======== DATA FOR THE TASK

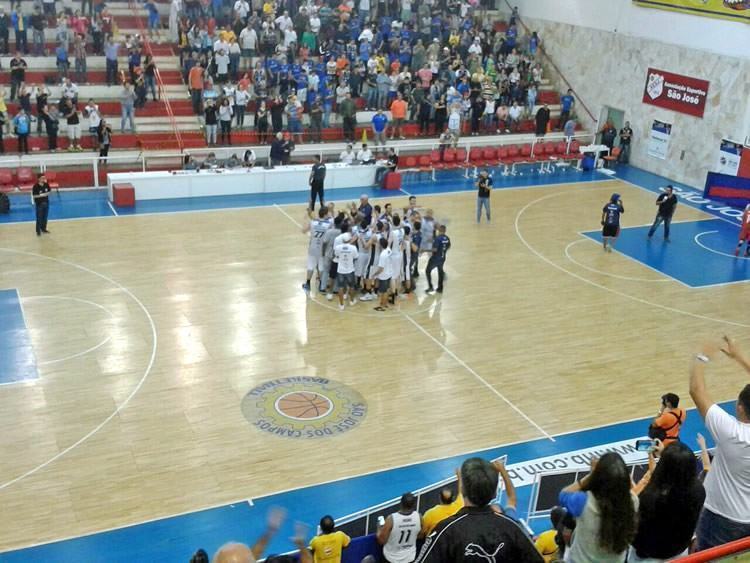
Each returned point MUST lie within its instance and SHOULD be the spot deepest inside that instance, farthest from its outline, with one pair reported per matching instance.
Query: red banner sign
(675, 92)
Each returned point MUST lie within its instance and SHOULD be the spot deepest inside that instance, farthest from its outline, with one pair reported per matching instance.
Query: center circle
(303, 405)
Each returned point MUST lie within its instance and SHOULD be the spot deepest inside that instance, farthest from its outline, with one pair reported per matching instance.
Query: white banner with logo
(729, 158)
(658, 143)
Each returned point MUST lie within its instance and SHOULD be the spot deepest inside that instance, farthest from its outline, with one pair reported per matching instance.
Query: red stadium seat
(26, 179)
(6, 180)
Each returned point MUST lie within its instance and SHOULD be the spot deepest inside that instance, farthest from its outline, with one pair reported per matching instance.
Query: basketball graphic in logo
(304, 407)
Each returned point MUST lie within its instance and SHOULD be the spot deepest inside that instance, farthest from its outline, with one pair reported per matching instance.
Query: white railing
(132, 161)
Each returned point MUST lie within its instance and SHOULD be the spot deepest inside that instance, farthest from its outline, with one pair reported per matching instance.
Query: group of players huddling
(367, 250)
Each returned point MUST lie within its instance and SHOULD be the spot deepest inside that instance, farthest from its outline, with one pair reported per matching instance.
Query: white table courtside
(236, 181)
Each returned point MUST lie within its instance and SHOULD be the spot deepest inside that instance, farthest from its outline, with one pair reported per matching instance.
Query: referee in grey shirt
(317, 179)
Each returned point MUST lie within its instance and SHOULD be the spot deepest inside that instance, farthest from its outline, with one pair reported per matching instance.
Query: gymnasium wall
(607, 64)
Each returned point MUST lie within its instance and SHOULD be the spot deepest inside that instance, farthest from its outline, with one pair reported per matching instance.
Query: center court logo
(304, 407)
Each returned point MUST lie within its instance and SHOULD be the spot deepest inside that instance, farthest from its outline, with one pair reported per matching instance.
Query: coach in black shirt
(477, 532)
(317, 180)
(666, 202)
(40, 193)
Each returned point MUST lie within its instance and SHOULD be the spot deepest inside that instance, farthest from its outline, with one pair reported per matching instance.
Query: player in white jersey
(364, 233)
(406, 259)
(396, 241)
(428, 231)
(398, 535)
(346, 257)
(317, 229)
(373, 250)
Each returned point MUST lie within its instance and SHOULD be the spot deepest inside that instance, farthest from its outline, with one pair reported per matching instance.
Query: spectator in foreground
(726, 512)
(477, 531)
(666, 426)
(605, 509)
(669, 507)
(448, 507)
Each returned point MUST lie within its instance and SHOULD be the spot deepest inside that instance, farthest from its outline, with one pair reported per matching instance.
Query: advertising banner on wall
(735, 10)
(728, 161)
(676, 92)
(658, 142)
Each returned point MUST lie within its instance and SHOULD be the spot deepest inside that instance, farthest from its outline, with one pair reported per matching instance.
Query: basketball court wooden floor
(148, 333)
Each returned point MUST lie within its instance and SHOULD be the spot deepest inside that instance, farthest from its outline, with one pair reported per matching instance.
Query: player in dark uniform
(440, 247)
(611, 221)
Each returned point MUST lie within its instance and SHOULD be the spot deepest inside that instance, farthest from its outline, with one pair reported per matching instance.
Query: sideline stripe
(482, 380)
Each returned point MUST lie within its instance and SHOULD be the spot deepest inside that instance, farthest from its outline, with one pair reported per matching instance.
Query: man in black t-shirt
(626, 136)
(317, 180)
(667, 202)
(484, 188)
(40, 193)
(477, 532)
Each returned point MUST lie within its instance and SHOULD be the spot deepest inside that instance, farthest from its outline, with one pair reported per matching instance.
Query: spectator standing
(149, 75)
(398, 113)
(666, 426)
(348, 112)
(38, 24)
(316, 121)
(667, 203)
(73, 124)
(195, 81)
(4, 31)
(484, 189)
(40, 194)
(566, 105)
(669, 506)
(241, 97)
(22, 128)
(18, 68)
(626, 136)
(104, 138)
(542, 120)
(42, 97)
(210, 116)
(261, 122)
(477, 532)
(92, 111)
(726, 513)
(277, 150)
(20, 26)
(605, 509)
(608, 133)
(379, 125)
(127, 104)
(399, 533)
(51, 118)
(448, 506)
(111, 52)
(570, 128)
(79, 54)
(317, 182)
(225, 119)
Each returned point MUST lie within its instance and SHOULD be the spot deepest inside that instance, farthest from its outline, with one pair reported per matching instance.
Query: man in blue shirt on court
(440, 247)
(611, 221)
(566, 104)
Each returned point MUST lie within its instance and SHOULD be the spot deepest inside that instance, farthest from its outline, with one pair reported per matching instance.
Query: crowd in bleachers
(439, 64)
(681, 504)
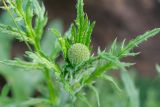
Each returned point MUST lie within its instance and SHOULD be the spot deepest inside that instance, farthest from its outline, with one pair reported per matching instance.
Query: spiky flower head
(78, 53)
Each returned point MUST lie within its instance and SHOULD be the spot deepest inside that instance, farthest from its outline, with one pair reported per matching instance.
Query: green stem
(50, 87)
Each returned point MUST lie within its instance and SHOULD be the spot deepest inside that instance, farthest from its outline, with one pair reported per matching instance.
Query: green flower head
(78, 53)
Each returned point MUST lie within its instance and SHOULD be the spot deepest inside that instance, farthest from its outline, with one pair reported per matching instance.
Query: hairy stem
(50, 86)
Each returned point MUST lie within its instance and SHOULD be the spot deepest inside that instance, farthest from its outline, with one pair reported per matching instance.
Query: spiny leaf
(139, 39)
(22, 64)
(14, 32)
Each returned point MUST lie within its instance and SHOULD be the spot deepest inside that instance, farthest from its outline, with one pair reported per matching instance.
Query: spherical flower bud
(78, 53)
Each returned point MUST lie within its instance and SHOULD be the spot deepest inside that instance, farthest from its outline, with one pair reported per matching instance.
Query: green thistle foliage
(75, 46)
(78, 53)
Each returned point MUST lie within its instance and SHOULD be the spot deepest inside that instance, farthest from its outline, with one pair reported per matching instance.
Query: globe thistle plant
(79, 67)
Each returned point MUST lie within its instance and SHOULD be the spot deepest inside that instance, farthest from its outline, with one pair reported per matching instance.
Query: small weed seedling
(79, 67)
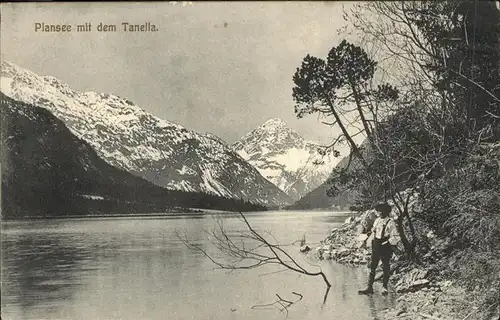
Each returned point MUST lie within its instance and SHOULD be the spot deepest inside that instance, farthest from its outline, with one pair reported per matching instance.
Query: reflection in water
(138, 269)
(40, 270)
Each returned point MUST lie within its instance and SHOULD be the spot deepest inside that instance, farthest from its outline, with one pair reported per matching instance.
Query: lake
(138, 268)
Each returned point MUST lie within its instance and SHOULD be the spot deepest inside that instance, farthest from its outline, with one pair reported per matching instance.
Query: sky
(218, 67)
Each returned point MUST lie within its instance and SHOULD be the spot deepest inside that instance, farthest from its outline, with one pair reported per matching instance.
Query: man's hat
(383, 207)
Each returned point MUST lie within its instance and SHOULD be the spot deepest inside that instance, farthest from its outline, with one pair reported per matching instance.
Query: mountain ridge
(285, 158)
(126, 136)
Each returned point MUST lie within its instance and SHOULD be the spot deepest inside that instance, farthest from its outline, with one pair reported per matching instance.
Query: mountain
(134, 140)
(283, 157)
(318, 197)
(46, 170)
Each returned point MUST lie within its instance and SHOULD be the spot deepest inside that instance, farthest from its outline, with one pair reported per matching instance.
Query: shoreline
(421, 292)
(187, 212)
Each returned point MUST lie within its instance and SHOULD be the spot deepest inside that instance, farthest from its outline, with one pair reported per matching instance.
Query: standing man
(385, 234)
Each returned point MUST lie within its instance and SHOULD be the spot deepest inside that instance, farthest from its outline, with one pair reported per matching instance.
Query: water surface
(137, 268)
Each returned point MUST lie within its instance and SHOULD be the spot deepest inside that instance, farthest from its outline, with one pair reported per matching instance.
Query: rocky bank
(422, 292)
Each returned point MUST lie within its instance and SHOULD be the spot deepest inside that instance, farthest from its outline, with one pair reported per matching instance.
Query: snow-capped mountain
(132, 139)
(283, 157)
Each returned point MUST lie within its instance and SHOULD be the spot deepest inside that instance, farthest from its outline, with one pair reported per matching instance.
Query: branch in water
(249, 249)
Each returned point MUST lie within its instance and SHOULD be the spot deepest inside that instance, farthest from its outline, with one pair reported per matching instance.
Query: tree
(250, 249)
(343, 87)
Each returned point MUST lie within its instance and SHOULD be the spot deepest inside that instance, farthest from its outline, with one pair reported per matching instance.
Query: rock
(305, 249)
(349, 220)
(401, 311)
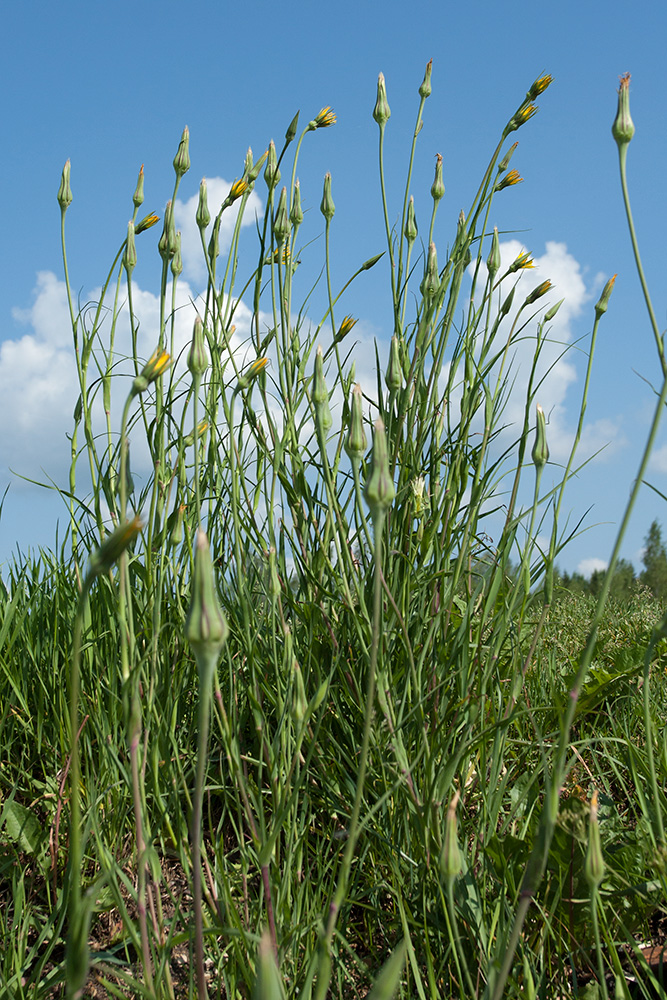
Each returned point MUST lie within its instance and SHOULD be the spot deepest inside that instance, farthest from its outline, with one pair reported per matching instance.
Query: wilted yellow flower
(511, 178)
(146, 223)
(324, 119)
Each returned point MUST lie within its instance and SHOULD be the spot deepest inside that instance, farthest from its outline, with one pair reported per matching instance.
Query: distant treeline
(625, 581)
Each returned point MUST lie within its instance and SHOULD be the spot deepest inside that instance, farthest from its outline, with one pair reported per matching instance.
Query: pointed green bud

================
======== DATA FOR THE TASK

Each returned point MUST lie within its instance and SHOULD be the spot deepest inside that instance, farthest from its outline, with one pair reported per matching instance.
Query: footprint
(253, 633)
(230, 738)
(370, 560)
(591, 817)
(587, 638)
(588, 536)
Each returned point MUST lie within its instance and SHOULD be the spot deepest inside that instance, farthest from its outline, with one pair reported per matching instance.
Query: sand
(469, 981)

================

■ TASK DIRECTIONS
Identify every line in the listing above that contains the word "thistle", and copy each of those lines.

■ RESULT OF THIS TASK
Query: green thistle foliage
Query: globe thistle plant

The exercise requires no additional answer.